#### WRITTEN REQUEST:
List every line in the listing below that contains the word "above".

#### RECORD EXTRACTS:
• • • • •

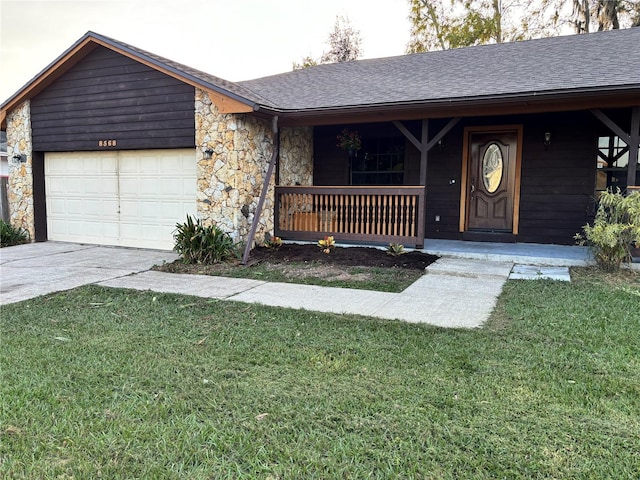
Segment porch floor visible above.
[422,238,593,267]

• • • • •

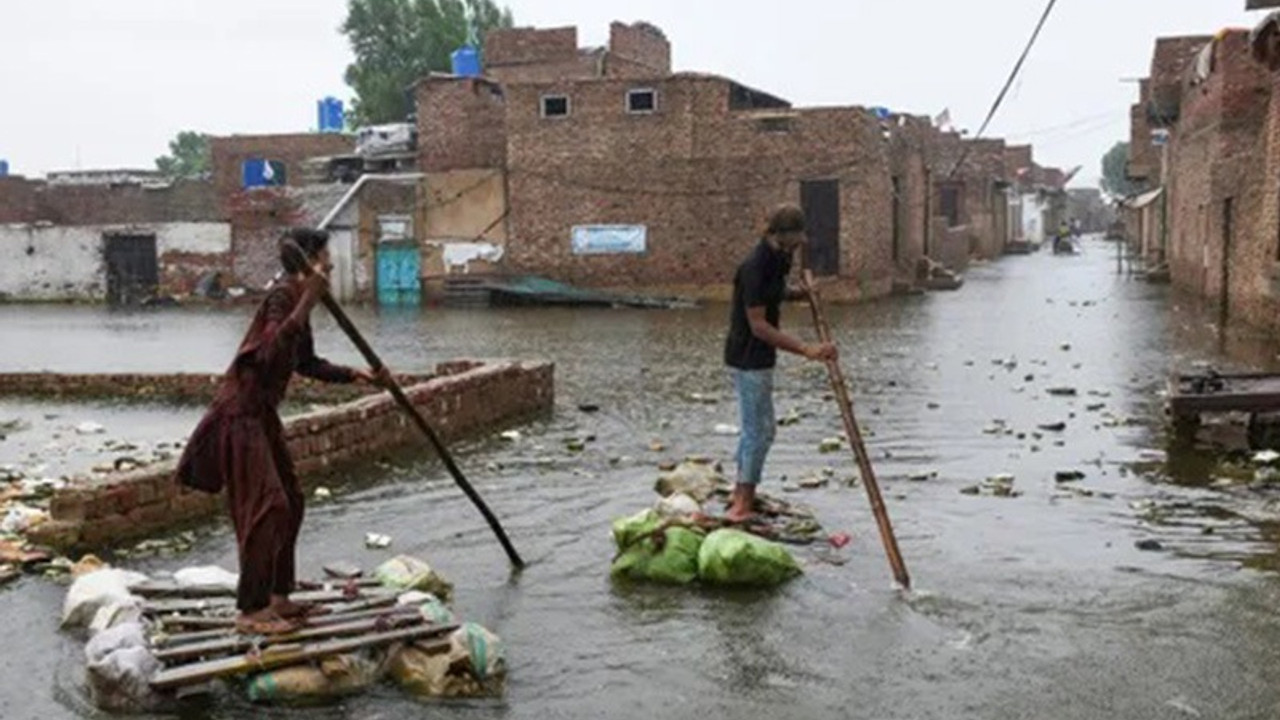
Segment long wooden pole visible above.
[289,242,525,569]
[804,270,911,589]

• • • • •

#### THE SOLUTION:
Segment porch floor visible above.
Segment long wooden pole visible above.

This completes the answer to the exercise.